---- Excerpt

July 18, 2011, 6:29 AM EDT

By Bloomberg News

(Updates with analyst’s quote in the sixth paragraph.)

July 18 (Bloomberg) -- New home prices rose in 67 Chinese cities in June, with growth in Beijing and Shanghai accelerating for the first time since the government stepped up efforts this year to curb growth.

In Beijing, new home prices rose 2.2 percent last month from a year earlier, compared with 2.1 percent in May, while in Shanghai they climbed 2.2 percent, compared with 1.4 percent growth the previous month, the statistics bureau said on its website today.

China’s cabinet said last week it will expand measures to rein in residential prices to smaller cities after limiting home purchases in metropolitan areas including Beijing and Shanghai. The government is intensifying real-estate restrictions nationwide after developers posted gains in first-half sales and housing transactions climbed 31 percent last month, even as China increased down payments on some mortgages this year.

“China has negative interest rates right now with high inflation, so it’s not surprising that people are back to higher-yielding assets such as real estate,” said Liu Li-Gang, a Hong Kong-based economist at Australia & New Zealand Banking Group Ltd. The government’s housing restrictions “simply have limited effect in controlling home prices.”

China’s inflation hit a three-year high of 6.4 percent in June and has breached the government’s 4 percent ceiling every month this year. The central bank raised interest rates five times since October, including the July 6 decision to increase the one-year deposit rate to 3.5 percent.

Guangzhou, Chongqing

“Home prices in Shanghai and Beijing are rising less aggressively than China’s inflation, so affordability in those cities is actually improving,” said Michael Klibaner, Shanghai- based head of China research at Jones Lang LaSalle Inc. in an interview today.

Home prices in the southern business hub of Guangzhou rose 5.4 percent in June from a year ago, compared with 5.1 percent in May. Prices in the western city of Chongqing jumped 5.8 percent, compared with 5.3 percent in May, according to the statistics bureau. More than half of the 70 cities the government tracks matched the gains in May or posted faster growth, the data showed.

Urumqi, the capital of western Xinjiang province, posted the biggest gain at 9.2 percent in June, while the southern tourism city of Sanya in Hainan island had the biggest decline of 2 percent last month.

‘Shown All the Cards’

China Vanke Co., the country’s biggest developer, reported this month that sales in the first six months rose 79 percent to 65.7 billion yuan ($10.2 billion), while Evergrande Real Estate Group Ltd. said on July 11 that sales more than doubled to 42.3 billion yuan.

“The government has shown all the cards it has on the property market,” Yao Wei, an economist at Societe Generale SA in Hong Kong, said ahead of the data, referring to all possible measures by the government. “They just haven’t played the cards well.”

The measure tracking property stocks on the Shanghai Composite Index fell 0.1 percent at the 3 p.m. close, after dropping as much as 1.1 percent.

The new tightening measures last week are a “wake-up call” for developers that policy relaxation in the second half this year was likely to be wishful thinking, Credit Suisse Group AG said in a July 15 report.

--------

● **Parts of the exercise**:
a) Reproduce the passage from the article on Chinese home prices, starting at "The measure tracking" and ending at "July 15 report.".
b) In the article on Chinese home prices, which city posted the biggest gain in June?

---- Available data

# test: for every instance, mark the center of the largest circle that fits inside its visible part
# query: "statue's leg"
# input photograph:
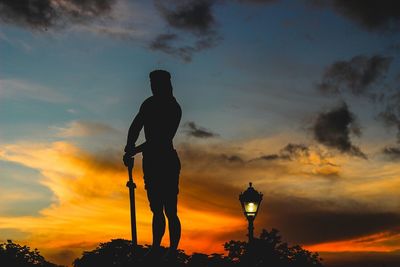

--------

● **Responses in order**:
a)
The measure tracking property stocks on the Shanghai Composite Index fell 0.1 percent at the 3 p.m. close, after dropping as much as 1.1 percent.

The new tightening measures last week are a “wake-up call” for developers that policy relaxation in the second half this year was likely to be wishful thinking, Credit Suisse Group AG said in a July 15 report.

b) Urumqi, the capital of western Xinjiang province, with a gain of 9.2 percent.